Write out again, exactly, the lines below starting at the one with "query | fire graphic on screen" and ending at the one with "element like <point>439,279</point>".

■ ■ ■ ■

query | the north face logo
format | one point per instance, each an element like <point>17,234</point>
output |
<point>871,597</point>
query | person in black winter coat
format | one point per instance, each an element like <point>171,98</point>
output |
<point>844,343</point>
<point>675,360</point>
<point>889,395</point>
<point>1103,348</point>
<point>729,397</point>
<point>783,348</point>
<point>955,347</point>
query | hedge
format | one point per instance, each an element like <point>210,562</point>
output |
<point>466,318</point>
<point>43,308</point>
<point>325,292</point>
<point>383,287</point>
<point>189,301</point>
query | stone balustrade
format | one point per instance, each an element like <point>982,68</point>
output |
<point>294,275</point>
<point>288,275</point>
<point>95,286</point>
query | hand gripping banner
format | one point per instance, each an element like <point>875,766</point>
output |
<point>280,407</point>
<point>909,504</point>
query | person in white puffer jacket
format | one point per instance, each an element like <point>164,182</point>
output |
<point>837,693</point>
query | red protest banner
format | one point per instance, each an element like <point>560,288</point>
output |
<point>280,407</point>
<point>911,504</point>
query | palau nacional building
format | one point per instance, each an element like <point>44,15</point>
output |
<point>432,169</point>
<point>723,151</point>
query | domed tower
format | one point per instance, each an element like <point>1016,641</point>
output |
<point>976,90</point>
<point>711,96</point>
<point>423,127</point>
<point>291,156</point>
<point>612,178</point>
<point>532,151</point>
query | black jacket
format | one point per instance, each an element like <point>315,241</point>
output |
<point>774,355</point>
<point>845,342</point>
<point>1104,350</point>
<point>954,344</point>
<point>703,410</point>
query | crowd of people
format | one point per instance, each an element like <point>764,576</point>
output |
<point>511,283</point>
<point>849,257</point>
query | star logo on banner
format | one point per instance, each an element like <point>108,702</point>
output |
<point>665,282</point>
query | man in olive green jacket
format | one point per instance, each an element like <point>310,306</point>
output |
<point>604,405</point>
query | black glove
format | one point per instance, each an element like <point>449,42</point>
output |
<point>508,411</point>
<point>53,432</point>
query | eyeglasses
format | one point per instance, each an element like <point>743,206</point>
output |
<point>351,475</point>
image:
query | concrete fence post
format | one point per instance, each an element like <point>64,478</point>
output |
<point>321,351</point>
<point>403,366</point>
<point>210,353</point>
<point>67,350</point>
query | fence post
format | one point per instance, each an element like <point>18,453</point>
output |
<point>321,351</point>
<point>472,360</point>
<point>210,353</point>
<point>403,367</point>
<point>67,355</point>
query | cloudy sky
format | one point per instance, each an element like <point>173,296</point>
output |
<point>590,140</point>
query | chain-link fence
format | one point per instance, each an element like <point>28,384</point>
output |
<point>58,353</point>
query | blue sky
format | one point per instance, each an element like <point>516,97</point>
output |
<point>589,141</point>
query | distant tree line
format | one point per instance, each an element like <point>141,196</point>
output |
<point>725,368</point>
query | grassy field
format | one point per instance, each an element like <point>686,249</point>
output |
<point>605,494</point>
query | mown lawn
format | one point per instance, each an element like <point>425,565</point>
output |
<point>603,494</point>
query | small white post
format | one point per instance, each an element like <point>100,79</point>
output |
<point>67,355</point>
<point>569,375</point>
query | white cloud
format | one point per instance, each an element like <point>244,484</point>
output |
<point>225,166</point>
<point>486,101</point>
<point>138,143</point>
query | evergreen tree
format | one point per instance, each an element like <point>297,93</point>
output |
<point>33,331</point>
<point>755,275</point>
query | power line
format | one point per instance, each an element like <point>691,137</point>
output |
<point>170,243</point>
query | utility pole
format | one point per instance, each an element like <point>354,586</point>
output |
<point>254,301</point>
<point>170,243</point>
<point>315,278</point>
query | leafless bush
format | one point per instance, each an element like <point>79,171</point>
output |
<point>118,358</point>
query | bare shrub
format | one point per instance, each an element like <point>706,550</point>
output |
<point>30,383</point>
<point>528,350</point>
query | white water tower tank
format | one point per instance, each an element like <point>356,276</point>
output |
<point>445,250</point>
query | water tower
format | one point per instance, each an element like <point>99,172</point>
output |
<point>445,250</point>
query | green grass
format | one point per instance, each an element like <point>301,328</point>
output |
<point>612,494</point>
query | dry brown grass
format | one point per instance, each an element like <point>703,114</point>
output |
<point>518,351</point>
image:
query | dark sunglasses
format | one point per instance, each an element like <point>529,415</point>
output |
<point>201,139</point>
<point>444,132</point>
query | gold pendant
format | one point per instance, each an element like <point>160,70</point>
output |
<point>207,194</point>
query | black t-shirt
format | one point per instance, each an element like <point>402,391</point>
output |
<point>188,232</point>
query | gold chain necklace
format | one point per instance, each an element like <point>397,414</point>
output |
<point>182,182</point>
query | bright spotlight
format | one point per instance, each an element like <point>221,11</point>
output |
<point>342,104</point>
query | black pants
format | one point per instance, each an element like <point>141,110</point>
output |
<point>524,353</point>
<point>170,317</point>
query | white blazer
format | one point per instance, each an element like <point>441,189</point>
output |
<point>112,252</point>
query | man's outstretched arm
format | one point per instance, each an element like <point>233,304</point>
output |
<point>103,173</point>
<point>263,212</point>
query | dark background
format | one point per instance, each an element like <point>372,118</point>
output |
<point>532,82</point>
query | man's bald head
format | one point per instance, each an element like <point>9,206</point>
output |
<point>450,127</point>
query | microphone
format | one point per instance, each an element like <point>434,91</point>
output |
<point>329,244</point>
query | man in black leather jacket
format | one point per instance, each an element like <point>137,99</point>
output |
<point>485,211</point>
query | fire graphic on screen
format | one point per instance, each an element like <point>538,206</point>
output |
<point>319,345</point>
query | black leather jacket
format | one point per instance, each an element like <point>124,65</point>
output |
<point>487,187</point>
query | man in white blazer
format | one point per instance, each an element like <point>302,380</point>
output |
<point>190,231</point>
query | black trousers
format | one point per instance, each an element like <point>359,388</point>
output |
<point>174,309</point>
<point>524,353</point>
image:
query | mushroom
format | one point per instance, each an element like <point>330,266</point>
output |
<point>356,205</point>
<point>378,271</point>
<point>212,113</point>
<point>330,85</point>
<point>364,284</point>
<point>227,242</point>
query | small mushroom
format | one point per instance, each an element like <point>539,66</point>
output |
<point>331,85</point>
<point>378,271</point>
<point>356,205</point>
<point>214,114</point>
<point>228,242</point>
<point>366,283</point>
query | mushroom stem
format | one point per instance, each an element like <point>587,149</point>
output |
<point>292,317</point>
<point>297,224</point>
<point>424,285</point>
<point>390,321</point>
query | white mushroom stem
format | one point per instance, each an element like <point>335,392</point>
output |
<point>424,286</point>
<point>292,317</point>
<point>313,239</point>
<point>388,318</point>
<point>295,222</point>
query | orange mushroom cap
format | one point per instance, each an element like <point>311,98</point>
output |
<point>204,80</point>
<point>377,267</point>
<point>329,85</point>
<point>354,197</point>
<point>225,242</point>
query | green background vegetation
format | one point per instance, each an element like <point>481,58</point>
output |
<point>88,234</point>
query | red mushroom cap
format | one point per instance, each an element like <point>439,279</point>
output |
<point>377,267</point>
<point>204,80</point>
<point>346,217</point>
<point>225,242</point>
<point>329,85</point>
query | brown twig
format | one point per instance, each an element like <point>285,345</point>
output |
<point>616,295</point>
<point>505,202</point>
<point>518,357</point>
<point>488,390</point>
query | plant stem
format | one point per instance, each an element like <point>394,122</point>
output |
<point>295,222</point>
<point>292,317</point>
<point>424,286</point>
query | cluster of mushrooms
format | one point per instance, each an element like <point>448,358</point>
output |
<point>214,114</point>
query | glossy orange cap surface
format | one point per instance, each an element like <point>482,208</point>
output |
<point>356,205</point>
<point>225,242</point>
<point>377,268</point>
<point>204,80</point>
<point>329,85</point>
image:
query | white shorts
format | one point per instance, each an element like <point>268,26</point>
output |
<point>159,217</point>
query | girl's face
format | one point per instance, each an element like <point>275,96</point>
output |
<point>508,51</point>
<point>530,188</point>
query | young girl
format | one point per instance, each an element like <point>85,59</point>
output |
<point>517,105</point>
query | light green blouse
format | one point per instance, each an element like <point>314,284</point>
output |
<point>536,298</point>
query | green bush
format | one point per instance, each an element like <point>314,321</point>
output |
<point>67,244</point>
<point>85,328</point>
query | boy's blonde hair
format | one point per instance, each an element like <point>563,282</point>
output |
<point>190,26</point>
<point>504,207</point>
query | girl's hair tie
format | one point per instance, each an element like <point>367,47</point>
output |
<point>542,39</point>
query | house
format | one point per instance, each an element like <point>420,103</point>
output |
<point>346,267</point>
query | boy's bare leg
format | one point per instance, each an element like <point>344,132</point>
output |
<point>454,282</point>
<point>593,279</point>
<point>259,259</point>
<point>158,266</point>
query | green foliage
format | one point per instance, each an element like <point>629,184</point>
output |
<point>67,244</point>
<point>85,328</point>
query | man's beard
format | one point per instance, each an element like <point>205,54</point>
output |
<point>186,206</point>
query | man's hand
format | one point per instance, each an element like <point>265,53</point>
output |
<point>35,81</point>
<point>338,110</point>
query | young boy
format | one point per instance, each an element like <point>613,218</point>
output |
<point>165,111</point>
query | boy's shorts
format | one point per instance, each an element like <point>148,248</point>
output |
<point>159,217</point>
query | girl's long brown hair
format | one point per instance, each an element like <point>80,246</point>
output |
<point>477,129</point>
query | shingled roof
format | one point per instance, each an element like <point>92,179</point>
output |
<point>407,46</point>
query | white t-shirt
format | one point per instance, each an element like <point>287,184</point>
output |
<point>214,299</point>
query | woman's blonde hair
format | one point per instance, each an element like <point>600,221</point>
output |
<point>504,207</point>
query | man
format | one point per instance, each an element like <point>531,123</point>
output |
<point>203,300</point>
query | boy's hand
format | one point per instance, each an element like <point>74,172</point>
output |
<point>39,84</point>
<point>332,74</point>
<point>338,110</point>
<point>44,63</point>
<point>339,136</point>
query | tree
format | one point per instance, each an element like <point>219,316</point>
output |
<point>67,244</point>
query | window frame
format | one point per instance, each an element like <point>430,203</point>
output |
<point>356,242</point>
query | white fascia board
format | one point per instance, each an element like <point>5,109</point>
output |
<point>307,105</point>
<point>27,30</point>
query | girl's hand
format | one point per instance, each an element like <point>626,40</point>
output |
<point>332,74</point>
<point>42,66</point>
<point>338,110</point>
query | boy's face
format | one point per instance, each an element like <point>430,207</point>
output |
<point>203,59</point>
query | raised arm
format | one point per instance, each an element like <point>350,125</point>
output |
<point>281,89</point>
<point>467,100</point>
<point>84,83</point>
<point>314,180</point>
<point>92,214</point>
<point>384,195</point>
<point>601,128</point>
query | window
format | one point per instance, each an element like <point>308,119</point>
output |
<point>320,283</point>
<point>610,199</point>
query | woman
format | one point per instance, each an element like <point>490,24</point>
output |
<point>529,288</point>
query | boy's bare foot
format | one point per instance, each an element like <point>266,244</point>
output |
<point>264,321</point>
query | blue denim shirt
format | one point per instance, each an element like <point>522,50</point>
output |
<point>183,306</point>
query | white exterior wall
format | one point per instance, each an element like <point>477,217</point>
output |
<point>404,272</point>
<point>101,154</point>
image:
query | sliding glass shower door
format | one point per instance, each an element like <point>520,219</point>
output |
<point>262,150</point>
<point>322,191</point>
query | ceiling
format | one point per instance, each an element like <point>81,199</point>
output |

■ ■ ■ ■

RESULT FOR THIS TASK –
query | fire graphic on screen
format | one point per instance, each an element like <point>538,206</point>
output |
<point>319,345</point>
query | black leather jacket
format | one point per instance, each an element like <point>124,65</point>
output |
<point>487,187</point>
query | man in white blazer
format | one point per instance, each an element like <point>302,380</point>
output |
<point>190,231</point>
query | black trousers
format | one point per instance, each an element like <point>359,388</point>
output |
<point>174,309</point>
<point>524,353</point>
image:
query | mushroom
format | one point per instance, each an element like <point>330,266</point>
output |
<point>356,205</point>
<point>378,271</point>
<point>212,113</point>
<point>330,85</point>
<point>364,284</point>
<point>227,242</point>
query | small mushroom
format | one point per instance, each an element like <point>539,66</point>
output |
<point>331,85</point>
<point>378,271</point>
<point>356,205</point>
<point>214,114</point>
<point>228,242</point>
<point>366,283</point>
query | mushroom stem
format | one point per instance, each an element like <point>587,149</point>
output |
<point>292,317</point>
<point>297,224</point>
<point>424,285</point>
<point>390,321</point>
query | white mushroom stem
format | one point per instance, each an element like <point>335,392</point>
output |
<point>424,286</point>
<point>292,317</point>
<point>313,239</point>
<point>388,318</point>
<point>295,222</point>
query | orange mushroom cap
format | one point per instance, each an element like <point>311,98</point>
output |
<point>204,80</point>
<point>377,267</point>
<point>329,85</point>
<point>354,197</point>
<point>225,242</point>
query | green background vegetation
format | one point per instance, each an element like <point>481,58</point>
output |
<point>88,234</point>
query | red mushroom cap
format | one point per instance, each an element like <point>439,279</point>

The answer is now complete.